→ **SHORT EXERCISE 1**
Rewrite the part of the upload bug report below that begins at the words "When using desktop" and stops after "files uploaded successfully.", replacing "desktop client" with "mobile app".

From browser the process looks like the following:

  • file is being uploaded in chunks
  • after last chunk is uploaded, request "MOVE /remote.php" is done which completes with 423 (Locked) response. (I suspect this code making the request)
  • error message is displayed in NextCloud pop-up
  • file remains in NextCloud with .part suffix

When using desktop client to sync the same file server-side logs display the same sequence but the client (probably) does retry for this MOVE request which succeeds.

Steps to reproduce

  1. set up NectCloud like described above
  2. upload 1Gb+ file via browser

Expected behavior

Even large files uploaded successfully.

Solution (?): Locking retried on server side when executing the MOVE request.

Installation method

Official Docker image

Operating system

Debian/Ubuntu

PHP engine version

PHP 8.0

Web server

Nginx

Database engine version

PostgreSQL

Is this bug present after an update or on a fresh install?

→ **AVAILABLE DATA**
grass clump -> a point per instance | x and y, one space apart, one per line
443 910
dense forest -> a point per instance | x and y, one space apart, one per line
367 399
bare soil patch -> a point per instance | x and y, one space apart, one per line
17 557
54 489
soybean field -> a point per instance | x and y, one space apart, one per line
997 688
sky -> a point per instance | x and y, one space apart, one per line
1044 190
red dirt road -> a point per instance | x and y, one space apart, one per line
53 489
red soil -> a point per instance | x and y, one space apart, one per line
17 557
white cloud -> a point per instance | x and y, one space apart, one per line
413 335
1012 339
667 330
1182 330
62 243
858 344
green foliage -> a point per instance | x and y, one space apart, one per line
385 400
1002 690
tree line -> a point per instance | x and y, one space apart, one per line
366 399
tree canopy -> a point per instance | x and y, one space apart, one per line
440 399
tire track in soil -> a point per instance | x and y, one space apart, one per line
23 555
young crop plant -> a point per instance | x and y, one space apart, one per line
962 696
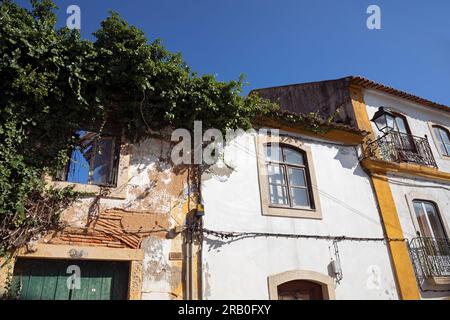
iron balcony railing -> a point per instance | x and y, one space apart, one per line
431 257
400 147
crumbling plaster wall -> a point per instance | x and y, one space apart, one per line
156 201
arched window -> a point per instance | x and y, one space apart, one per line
288 177
443 140
300 290
301 285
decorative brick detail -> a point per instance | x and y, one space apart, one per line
114 228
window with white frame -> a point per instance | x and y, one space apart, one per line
443 140
288 177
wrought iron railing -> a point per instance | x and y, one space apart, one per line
431 257
400 147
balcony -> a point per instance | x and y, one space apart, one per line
400 147
431 260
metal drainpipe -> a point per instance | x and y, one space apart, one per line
189 262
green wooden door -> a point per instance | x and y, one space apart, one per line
49 280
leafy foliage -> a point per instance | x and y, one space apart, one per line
54 82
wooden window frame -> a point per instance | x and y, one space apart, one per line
113 162
286 166
418 196
282 210
119 191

→ **SHORT EXERCISE 2**
List every line of the entries above that contains the string "green", treating uppercase and lowercase as different.

→ **CORRECT RESULT 1**
When using mobile app to sync the same file server-side logs display the same sequence but the client (probably) does retry for this MOVE request which succeeds.

Steps to reproduce

  1. set up NectCloud like described above
  2. upload 1Gb+ file via browser

Expected behavior

Even large files uploaded successfully.

→ **CORRECT RESULT 2**
green foliage -> a point per instance | x and y, one space apart, one per line
green wooden door -> a point per instance | x and y, one space apart, one per line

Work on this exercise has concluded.